• _What the task asks_
Retype the passage on the association's membership and mentoring, starting with "Besides holding monthly" and going on through "members' use only.)".

• _Supplied text_

■ ■ ■ ■

How are we organized? We have full membership, student membership, and associate membership (for individuals who are not physically located at the NIH campus in Bethesda, Maryland). Membership is open to individuals who support our goals, regardless of race, ethnic background, or national origin. We meet monthly and provide opportunities for members and visitors to discuss research, science administration, or other topics of interest to black scientists at NIH and beyond. To help communicate our activities, achievements, and goals, we have developed a listserv and Web site.

Besides holding monthly meetings, we provide mentoring to students, postdoctoral fellows, and tenure-track investigators. We have a database of mentors who have research or administrative experience and are willing to share their acquired knowledge with incoming students, postdoctoral fellows, or tenure-track investigators. We have postdoctoral fellows mentoring students, tenure-track investigators mentoring postdoctoral fellows, and senior investigators mentoring tenure-track investigators to achieve a constant flow of acquired knowledge. We are developing an electronic database to assist in this process. Interested members will be able to submit profiles and volunteer to be a mentor or request a mentor. ( Note: This mentoring database is for NIHBSA members' use only.)

■ ■ ■ ■

• _Dataset excerpts_
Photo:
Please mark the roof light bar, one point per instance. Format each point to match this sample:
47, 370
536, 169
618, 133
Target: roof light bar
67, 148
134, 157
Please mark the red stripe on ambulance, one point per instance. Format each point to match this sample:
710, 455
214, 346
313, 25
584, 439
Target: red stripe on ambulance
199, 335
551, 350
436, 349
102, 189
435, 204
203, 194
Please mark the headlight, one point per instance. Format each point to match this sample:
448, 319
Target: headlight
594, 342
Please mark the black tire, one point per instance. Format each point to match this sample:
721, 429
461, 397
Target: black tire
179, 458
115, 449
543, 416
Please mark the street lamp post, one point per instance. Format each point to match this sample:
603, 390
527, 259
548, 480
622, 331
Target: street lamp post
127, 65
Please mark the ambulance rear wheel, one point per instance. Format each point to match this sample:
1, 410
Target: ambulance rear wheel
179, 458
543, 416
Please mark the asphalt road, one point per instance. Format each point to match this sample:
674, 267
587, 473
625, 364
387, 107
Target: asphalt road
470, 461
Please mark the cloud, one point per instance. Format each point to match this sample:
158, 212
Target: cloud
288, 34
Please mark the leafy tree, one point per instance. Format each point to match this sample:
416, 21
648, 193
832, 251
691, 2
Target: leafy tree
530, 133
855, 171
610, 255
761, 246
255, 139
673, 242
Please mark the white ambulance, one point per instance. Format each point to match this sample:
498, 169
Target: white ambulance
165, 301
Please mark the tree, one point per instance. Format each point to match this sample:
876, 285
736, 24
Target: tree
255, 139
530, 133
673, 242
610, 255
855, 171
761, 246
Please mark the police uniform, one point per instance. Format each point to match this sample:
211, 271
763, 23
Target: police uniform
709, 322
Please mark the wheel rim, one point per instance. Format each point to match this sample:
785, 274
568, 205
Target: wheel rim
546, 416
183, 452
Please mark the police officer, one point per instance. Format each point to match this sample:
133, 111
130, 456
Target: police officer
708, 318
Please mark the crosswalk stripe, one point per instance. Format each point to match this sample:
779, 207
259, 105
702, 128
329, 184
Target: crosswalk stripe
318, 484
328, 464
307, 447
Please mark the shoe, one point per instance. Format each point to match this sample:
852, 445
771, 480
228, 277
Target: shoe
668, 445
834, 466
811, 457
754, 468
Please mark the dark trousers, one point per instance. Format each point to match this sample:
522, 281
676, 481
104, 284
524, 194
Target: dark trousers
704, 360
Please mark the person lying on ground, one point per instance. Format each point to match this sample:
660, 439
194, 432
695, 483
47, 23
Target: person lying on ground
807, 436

■ ■ ■ ■

• _Result of the exercise_
Besides holding monthly meetings, we provide mentoring to students, postdoctoral fellows, and tenure-track investigators. We have a database of mentors who have research or administrative experience and are willing to share their acquired knowledge with incoming students, postdoctoral fellows, or tenure-track investigators. We have postdoctoral fellows mentoring students, tenure-track investigators mentoring postdoctoral fellows, and senior investigators mentoring tenure-track investigators to achieve a constant flow of acquired knowledge. We are developing an electronic database to assist in this process. Interested members will be able to submit profiles and volunteer to be a mentor or request a mentor. ( Note: This mentoring database is for NIHBSA members' use only.)